**PROBLEM REQUIREMENTS**
Copy the rows below word for word, beginning with the line containing "[spot] the white ceiling, one" and continuing through the line containing "(1148, 359)", including both of those lines.

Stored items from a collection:
□ □ □ □

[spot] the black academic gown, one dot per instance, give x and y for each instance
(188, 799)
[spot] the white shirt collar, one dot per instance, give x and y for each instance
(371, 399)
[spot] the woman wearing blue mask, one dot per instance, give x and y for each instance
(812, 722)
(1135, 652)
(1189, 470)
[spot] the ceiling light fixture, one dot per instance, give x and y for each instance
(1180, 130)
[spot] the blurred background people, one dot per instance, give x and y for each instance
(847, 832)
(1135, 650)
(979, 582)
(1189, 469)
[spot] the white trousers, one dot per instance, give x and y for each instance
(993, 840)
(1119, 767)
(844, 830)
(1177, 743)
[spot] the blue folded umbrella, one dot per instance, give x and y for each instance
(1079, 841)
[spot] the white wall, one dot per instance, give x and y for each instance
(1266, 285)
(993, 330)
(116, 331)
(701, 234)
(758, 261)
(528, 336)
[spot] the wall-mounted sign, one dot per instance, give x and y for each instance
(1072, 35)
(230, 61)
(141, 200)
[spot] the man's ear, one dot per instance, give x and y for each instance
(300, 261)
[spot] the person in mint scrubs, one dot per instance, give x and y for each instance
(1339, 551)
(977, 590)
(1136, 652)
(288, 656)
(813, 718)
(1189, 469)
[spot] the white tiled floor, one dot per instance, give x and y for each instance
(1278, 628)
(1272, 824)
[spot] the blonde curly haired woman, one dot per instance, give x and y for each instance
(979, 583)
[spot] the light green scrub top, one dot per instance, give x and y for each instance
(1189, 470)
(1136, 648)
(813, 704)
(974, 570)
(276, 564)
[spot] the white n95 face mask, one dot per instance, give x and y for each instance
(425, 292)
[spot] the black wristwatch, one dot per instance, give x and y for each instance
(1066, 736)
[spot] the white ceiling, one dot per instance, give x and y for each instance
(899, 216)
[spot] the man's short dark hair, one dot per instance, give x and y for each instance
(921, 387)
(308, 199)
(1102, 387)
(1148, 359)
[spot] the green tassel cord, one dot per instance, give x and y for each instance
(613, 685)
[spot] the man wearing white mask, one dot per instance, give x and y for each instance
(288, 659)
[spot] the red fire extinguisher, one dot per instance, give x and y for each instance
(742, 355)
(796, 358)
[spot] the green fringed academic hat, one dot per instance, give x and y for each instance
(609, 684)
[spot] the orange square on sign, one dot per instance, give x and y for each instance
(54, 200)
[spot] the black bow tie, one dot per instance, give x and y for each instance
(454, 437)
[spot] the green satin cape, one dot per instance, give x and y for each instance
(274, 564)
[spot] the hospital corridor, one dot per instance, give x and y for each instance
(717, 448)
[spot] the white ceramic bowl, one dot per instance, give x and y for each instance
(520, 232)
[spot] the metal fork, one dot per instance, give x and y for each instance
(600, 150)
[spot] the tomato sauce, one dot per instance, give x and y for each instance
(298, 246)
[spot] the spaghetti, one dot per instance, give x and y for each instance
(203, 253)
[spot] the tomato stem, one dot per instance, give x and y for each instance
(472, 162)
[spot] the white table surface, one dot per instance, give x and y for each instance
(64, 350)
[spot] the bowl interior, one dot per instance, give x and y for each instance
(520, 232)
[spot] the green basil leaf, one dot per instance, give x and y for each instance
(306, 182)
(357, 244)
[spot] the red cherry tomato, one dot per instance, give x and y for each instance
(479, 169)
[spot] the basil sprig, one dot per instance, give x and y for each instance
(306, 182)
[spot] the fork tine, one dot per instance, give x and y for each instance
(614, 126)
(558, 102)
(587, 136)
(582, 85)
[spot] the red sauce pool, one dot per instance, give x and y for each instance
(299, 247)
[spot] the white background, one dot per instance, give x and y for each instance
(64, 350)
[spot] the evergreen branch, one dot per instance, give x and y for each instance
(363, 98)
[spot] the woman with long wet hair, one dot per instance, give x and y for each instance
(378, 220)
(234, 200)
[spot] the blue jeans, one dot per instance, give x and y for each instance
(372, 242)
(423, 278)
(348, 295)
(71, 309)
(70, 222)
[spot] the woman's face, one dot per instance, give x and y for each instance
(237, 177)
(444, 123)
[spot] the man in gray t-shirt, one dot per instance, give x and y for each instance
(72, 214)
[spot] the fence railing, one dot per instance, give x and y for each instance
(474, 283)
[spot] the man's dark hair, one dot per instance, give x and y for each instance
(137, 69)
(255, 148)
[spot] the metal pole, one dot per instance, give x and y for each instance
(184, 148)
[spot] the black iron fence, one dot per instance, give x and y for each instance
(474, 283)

□ □ □ □

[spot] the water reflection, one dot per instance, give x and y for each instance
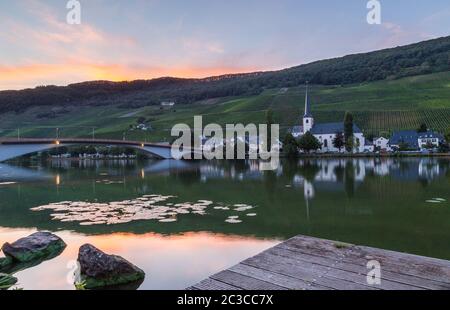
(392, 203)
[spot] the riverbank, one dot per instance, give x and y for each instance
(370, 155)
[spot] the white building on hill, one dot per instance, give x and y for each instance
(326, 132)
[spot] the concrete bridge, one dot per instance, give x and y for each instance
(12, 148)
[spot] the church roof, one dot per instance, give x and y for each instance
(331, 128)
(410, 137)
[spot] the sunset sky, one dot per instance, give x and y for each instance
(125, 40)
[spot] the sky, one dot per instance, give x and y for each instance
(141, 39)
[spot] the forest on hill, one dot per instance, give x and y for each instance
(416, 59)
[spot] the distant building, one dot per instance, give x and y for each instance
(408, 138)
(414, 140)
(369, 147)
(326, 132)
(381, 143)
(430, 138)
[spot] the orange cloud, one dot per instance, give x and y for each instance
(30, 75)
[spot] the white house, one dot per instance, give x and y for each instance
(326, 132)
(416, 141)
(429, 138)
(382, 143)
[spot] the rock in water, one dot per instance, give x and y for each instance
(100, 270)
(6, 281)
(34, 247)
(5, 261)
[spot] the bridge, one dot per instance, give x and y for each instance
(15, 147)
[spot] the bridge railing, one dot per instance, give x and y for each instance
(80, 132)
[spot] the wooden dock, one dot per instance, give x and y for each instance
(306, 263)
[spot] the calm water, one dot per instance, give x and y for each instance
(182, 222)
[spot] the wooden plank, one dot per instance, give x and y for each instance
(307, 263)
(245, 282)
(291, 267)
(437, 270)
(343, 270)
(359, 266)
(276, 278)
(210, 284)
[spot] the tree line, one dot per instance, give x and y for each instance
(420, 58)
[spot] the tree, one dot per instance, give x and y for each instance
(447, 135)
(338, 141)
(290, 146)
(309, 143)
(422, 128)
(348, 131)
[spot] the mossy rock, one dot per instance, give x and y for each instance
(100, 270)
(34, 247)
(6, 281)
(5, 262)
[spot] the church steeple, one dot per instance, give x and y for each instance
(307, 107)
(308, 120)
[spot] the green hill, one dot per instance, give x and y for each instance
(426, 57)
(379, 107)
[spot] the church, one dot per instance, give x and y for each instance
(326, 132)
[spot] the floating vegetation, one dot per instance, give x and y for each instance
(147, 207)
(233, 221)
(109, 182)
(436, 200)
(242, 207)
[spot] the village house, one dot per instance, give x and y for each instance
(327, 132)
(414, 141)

□ □ □ □

**EXERCISE SOLUTION**
[spot] the white ceiling, one dot per instance, give x and y for each instance
(899, 216)
[spot] the man's short dark hair, one dot per instance, give x and y for each instance
(921, 387)
(308, 199)
(1102, 387)
(1148, 359)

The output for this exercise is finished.